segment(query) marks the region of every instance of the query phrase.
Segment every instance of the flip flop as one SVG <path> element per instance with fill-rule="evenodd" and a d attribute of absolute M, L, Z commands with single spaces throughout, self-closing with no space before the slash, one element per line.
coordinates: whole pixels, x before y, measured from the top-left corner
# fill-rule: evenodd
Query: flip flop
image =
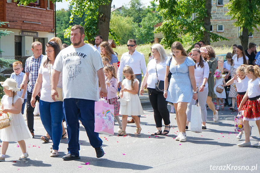
<path fill-rule="evenodd" d="M 61 136 L 61 139 L 65 139 L 65 138 L 67 138 L 67 136 L 64 136 L 66 135 L 66 134 L 67 134 L 67 132 L 65 132 L 65 133 L 64 133 L 64 134 L 63 134 Z"/>
<path fill-rule="evenodd" d="M 42 138 L 42 137 L 43 137 L 43 138 Z M 42 136 L 40 139 L 45 142 L 49 142 L 49 141 L 50 141 L 50 138 L 47 138 L 47 137 L 45 136 Z"/>
<path fill-rule="evenodd" d="M 171 125 L 170 125 L 169 126 L 165 126 L 164 127 L 164 128 L 169 128 L 169 131 L 164 130 L 163 131 L 163 132 L 167 132 L 167 133 L 164 133 L 164 134 L 163 132 L 162 134 L 163 135 L 166 135 L 166 134 L 168 134 L 169 133 L 169 132 L 170 132 L 170 130 L 171 130 Z"/>
<path fill-rule="evenodd" d="M 160 133 L 156 133 L 157 131 L 158 131 Z M 152 136 L 154 136 L 155 135 L 159 135 L 160 134 L 162 134 L 162 131 L 161 130 L 160 130 L 157 129 L 157 130 L 155 131 L 155 132 L 153 133 L 154 134 L 151 134 L 151 135 Z"/>

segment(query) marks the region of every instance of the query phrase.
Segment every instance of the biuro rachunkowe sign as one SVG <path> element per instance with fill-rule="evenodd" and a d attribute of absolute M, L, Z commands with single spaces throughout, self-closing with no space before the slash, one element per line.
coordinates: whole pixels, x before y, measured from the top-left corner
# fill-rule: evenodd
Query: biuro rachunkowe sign
<path fill-rule="evenodd" d="M 38 37 L 38 32 L 33 31 L 21 31 L 21 36 L 30 36 L 31 37 Z"/>

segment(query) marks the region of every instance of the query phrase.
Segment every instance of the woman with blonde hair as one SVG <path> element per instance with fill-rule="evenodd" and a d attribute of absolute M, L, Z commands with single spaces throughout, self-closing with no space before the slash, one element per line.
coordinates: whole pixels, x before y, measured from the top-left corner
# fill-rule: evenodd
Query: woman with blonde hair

============

Reproduce the entries above without change, omitting all pictures.

segment(query) marks the region of every instance of the query phrase.
Segment every instance of the flip flop as one SVG <path> element per instance with fill-rule="evenodd" and a d attribute of absolute M, L, Z commands with single spaces throughout, self-closing with no space before the slash, one element per line.
coordinates: whole pixels, x before y, measured from the top-left corner
# fill-rule: evenodd
Query: flip flop
image =
<path fill-rule="evenodd" d="M 61 136 L 61 139 L 65 139 L 65 138 L 67 138 L 67 136 L 64 136 L 66 135 L 66 134 L 67 134 L 67 132 L 65 132 L 65 133 L 64 133 L 64 134 L 63 134 Z"/>
<path fill-rule="evenodd" d="M 42 138 L 42 137 L 43 137 L 43 138 Z M 42 136 L 40 139 L 45 142 L 49 142 L 49 141 L 50 141 L 50 138 L 47 138 L 47 137 L 45 136 Z"/>
<path fill-rule="evenodd" d="M 171 125 L 170 125 L 169 126 L 165 126 L 164 127 L 164 128 L 169 128 L 169 131 L 164 130 L 163 131 L 163 132 L 167 132 L 167 133 L 164 133 L 164 134 L 163 132 L 162 134 L 163 135 L 166 135 L 166 134 L 168 134 L 169 133 L 169 132 L 170 132 L 170 130 L 171 130 Z"/>
<path fill-rule="evenodd" d="M 160 133 L 156 133 L 157 131 L 158 131 Z M 152 136 L 154 136 L 155 135 L 159 135 L 160 134 L 162 134 L 162 131 L 161 130 L 160 130 L 157 129 L 157 130 L 155 131 L 155 132 L 153 133 L 154 134 L 151 134 L 151 135 Z"/>

segment(query) marks the region of every instance of the query phrase.
Segment every instance of the biuro rachunkowe sign as one SVG <path> element per instance with fill-rule="evenodd" and a d attribute of absolute M, L, Z commands with single spaces throughout, self-closing with no space before the slash, one element per line.
coordinates: whole pixels, x before y, measured from the top-left corner
# fill-rule: evenodd
Query: biuro rachunkowe sign
<path fill-rule="evenodd" d="M 38 37 L 38 32 L 33 31 L 21 31 L 21 36 L 30 36 L 31 37 Z"/>

segment(query) marks the region of every instance of the query phrase.
Segment every instance of the woman with blonde hair as one SVG <path> element per instance with fill-rule="evenodd" and a d attribute of absolute M, L, Z commands with single spaces throughout, self-closing with no space before the slash, one element per line.
coordinates: whole pixels, x before y, measured from the top-left corner
# fill-rule: evenodd
Query: woman with blonde hair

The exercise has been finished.